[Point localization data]
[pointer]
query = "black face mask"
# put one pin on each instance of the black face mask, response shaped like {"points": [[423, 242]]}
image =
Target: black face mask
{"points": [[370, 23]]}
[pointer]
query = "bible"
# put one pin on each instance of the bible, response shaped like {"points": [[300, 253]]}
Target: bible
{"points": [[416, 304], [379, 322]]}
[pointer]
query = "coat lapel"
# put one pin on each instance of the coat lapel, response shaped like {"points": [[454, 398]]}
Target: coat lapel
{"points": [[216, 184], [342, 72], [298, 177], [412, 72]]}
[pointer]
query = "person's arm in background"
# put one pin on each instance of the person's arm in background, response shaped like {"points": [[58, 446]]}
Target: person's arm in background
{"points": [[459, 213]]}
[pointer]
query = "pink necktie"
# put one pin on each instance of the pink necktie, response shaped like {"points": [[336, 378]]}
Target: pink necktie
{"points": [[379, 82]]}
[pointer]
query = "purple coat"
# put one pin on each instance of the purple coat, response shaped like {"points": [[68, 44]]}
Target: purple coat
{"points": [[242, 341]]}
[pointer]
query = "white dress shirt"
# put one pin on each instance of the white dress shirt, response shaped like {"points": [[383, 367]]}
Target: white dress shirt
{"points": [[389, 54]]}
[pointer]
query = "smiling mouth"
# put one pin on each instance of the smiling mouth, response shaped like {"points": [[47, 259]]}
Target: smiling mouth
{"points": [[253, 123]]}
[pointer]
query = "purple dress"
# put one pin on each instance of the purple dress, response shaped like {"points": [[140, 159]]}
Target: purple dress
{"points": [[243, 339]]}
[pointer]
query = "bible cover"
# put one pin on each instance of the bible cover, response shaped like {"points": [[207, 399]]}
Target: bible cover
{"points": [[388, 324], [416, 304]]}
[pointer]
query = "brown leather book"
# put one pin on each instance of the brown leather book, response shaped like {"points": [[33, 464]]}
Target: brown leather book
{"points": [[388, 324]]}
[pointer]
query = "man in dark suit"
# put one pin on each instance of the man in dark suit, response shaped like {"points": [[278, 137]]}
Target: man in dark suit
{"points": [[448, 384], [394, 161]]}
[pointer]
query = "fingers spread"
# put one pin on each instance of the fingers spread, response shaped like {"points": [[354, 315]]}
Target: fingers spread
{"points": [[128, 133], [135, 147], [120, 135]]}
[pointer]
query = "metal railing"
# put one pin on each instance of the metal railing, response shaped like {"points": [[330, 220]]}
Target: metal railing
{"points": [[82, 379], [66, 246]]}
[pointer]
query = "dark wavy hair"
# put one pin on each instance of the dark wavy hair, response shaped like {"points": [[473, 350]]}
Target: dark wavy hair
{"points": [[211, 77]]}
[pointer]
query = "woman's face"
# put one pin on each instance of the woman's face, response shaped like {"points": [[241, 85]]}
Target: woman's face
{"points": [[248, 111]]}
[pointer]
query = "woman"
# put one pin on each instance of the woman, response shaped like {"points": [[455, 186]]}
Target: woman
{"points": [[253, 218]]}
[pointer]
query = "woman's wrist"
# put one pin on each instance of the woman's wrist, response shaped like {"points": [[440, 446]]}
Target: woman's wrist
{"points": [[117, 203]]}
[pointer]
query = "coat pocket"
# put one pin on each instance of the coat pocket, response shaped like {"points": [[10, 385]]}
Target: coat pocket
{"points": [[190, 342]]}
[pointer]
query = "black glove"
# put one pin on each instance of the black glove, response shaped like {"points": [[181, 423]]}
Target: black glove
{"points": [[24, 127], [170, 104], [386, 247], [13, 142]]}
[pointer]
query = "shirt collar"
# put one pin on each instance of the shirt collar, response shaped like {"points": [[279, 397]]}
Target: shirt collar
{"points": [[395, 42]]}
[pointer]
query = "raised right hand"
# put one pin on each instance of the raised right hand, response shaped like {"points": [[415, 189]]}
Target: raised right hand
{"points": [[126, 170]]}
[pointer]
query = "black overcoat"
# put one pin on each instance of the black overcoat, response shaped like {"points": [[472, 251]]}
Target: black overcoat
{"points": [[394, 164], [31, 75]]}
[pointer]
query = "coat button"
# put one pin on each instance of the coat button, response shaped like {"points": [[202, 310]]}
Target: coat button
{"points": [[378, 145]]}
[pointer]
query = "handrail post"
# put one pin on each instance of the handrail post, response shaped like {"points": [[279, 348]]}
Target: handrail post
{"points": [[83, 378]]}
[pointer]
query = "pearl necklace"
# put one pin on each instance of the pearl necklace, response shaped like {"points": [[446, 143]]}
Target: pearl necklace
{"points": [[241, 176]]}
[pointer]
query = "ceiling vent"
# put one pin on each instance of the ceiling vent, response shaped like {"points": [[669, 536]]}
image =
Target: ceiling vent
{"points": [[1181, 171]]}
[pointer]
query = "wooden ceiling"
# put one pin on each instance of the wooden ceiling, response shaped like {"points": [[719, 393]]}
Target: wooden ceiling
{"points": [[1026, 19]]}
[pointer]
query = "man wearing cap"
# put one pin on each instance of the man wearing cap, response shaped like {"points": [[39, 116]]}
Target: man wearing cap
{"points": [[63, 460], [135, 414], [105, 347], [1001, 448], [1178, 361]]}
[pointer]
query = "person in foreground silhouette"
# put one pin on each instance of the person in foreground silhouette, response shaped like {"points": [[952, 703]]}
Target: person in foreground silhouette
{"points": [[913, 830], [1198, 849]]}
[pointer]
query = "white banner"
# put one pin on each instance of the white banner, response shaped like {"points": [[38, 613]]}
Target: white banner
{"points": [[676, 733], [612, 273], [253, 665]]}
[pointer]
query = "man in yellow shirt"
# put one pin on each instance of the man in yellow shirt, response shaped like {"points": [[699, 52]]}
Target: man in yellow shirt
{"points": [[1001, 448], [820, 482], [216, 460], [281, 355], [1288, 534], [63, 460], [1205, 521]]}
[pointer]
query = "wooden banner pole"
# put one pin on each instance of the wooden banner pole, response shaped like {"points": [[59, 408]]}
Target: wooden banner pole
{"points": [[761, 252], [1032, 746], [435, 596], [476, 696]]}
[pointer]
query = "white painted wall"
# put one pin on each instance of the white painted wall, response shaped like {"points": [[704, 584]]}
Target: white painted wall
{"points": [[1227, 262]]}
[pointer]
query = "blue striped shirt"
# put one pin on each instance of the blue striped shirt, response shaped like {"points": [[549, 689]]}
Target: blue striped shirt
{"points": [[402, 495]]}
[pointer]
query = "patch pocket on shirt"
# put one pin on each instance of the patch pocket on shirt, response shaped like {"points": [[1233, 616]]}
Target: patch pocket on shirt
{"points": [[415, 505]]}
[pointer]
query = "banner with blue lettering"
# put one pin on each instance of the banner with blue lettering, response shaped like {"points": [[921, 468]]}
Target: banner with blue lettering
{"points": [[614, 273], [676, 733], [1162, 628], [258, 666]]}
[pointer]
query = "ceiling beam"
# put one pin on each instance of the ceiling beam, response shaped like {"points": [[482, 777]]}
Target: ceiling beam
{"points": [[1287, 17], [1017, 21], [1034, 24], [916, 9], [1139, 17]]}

### ACTION ITEM
Once you have read the records above, output each of them verbatim.

### TASK RESPONSE
[pointer]
query = "black face mask"
# put one pin on each instance of the black face mask, response shaped like {"points": [[423, 242]]}
image =
Target: black face mask
{"points": [[370, 23]]}
[pointer]
query = "bible"
# put one pin on each instance of the bible, response shaped like {"points": [[300, 253]]}
Target: bible
{"points": [[416, 304], [379, 322]]}
[pointer]
query = "coat lapel"
# put one pin on each instance of the coat lapel, response shaped like {"points": [[454, 398]]}
Target: coat lapel
{"points": [[216, 184], [342, 72], [298, 177], [412, 72]]}
[pointer]
query = "person's arm in background"
# put one pin on each instance of the person's arm in background, response shaped like {"points": [[58, 446]]}
Target: person's arm in background
{"points": [[459, 213]]}
[pointer]
query = "pink necktie"
# put one pin on each instance of the pink necktie, response shaped like {"points": [[336, 378]]}
Target: pink necktie
{"points": [[379, 82]]}
[pointer]
query = "purple coat"
# put one pin on each instance of the purple coat, response shaped like {"points": [[68, 44]]}
Target: purple coat
{"points": [[242, 341]]}
[pointer]
query = "white dress shirt"
# put one pin on each instance of the white dress shirt, response shaped like {"points": [[383, 367]]}
Target: white dress shirt
{"points": [[389, 54]]}
[pointer]
query = "smiling mouth"
# put one pin on each instance of the smiling mouth, response shaped like {"points": [[47, 259]]}
Target: smiling mouth
{"points": [[253, 123]]}
[pointer]
query = "purple dress"
# put one pin on each instance of the purple dress, response shaped like {"points": [[140, 159]]}
Target: purple dress
{"points": [[243, 339]]}
[pointer]
query = "bible cover"
# put one pin on each instance of the bible cover, response shaped like {"points": [[207, 399]]}
Target: bible cover
{"points": [[388, 324], [416, 304]]}
[pointer]
query = "brown leather book"
# put one pin on each instance of the brown leather book, response shaped like {"points": [[33, 464]]}
Target: brown leather book
{"points": [[388, 324]]}
[pointer]
query = "man in dark suit"
# put one pin on each instance of the man in dark suit, response shaped like {"points": [[278, 137]]}
Target: man in dark suit
{"points": [[448, 384], [394, 161]]}
[pointer]
query = "fingers spread"
# put one pin on each instance of the fingers spread, response shaped like {"points": [[354, 315]]}
Target: fingers spread
{"points": [[128, 133], [135, 147], [120, 135]]}
[pointer]
query = "metal railing"
# put one pin on each instance of the metal railing, response shaped like {"points": [[330, 220]]}
Target: metal railing
{"points": [[82, 379], [66, 246]]}
[pointer]
query = "dark wavy hair"
# put one pin on each instance of the dark wavy hair, response shaped like {"points": [[473, 350]]}
Target: dark wavy hair
{"points": [[211, 77]]}
[pointer]
query = "woman's face"
# put one pin on each instance of the woman's face, response shaped like {"points": [[241, 85]]}
Target: woman's face
{"points": [[248, 111]]}
[pointer]
query = "woman"
# put one pin on each instance of the woman, response shaped like {"points": [[455, 186]]}
Target: woman
{"points": [[253, 218]]}
[pointer]
query = "woman's wrist"
# put one pin on each instance of the woman's wrist, response shaped like {"points": [[440, 446]]}
Target: woman's wrist
{"points": [[117, 203]]}
[pointer]
query = "coat pocket"
# put one pin on each instance of the coat pocket, response shaped like {"points": [[10, 385]]}
Target: coat pocket
{"points": [[190, 342]]}
[pointer]
query = "black glove"
# put one pin on each instance of the black glove, response shaped like {"points": [[181, 423]]}
Target: black glove
{"points": [[24, 127], [170, 104], [386, 247], [13, 142]]}
[pointer]
query = "shirt collar"
# put one pin on each instance of the shirt collar, response shaped like {"points": [[279, 397]]}
Target: shirt collar
{"points": [[395, 42]]}
[pointer]
query = "raised right hand"
# put one pin on each instance of the raised right hand, response shaped like {"points": [[415, 189]]}
Target: raised right hand
{"points": [[126, 170]]}
[pointer]
query = "black overcoat"
# put one pin on each instance of the black overcoat, response shaped like {"points": [[472, 251]]}
Target: black overcoat
{"points": [[394, 164], [31, 75]]}
[pointer]
query = "coat button"
# put one pin on each instance of the coat button, response shaped like {"points": [[202, 310]]}
Target: coat button
{"points": [[378, 145]]}
[pointer]
query = "handrail post"
# put one pin on each instance of the handrail post, response shaped like {"points": [[279, 348]]}
Target: handrail post
{"points": [[83, 378]]}
[pointer]
query = "pearl necklace"
# put one pin on each instance of the pearl necklace, response shaped like {"points": [[446, 143]]}
Target: pearl necklace
{"points": [[241, 176]]}
[pointer]
query = "ceiling vent"
# put one pin on each instance of the ceiling vent, response shaped like {"points": [[669, 536]]}
image =
Target: ceiling vent
{"points": [[1181, 171]]}
[pointer]
query = "wooden ceiling"
# put one pin on each instance of the wooden ceiling, response shaped like {"points": [[719, 393]]}
Target: wooden ceiling
{"points": [[1026, 19]]}
[pointer]
query = "man wearing cap"
# put one pin on each instance of the man wearing cap, response shaped like {"points": [[39, 116]]}
Target: man wearing cap
{"points": [[63, 460], [135, 414], [105, 347], [1001, 448], [1178, 361]]}
[pointer]
query = "person in foreground silhouette"
# put one pin on each instance of the person in foreground silhouette, response shaped like {"points": [[952, 703]]}
Target: person in foreground silhouette
{"points": [[913, 830], [1198, 849]]}
[pointer]
query = "white banner"
# put one pin on each instance of the white banner, response shaped like {"points": [[38, 613]]}
Target: white banner
{"points": [[676, 733], [612, 273], [253, 665]]}
[pointer]
query = "man in yellow shirt"
# put one pin on each instance of the man in yellow shirt, response shaped like {"points": [[699, 52]]}
Target: man in yellow shirt
{"points": [[1001, 448], [820, 482], [216, 460], [281, 355], [1288, 534], [63, 460], [1205, 521]]}
[pointer]
query = "wooden banner pole"
# put one pin on each instance of the wooden banner pole, response shaped like {"points": [[59, 408]]}
Target: wooden banner pole
{"points": [[761, 252], [1032, 746], [435, 596], [476, 696]]}
[pointer]
query = "white painted wall"
# put one pin on each instance of the white painted wall, response shaped like {"points": [[704, 584]]}
Target: white painted wall
{"points": [[1227, 262]]}
[pointer]
query = "blue striped shirt"
# put one pin on each instance of the blue striped shirt, response shaped like {"points": [[549, 689]]}
Target: blue striped shirt
{"points": [[402, 495]]}
[pointer]
query = "patch pocket on shirt"
# put one pin on each instance of the patch pocket on shirt, response shaped like {"points": [[1233, 616]]}
Target: patch pocket on shirt
{"points": [[415, 505]]}
[pointer]
query = "banner with blue lettering"
# put one pin on each instance of the banner with blue lettering, response shaped like {"points": [[921, 468]]}
Target: banner with blue lettering
{"points": [[614, 273], [676, 733], [1162, 628], [258, 666]]}
[pointer]
query = "ceiling beam"
# put one pin on each instance of the ceiling beam, response shaped like {"points": [[482, 777]]}
Target: ceiling beam
{"points": [[1287, 17], [1017, 21], [1034, 24], [916, 9], [1139, 17]]}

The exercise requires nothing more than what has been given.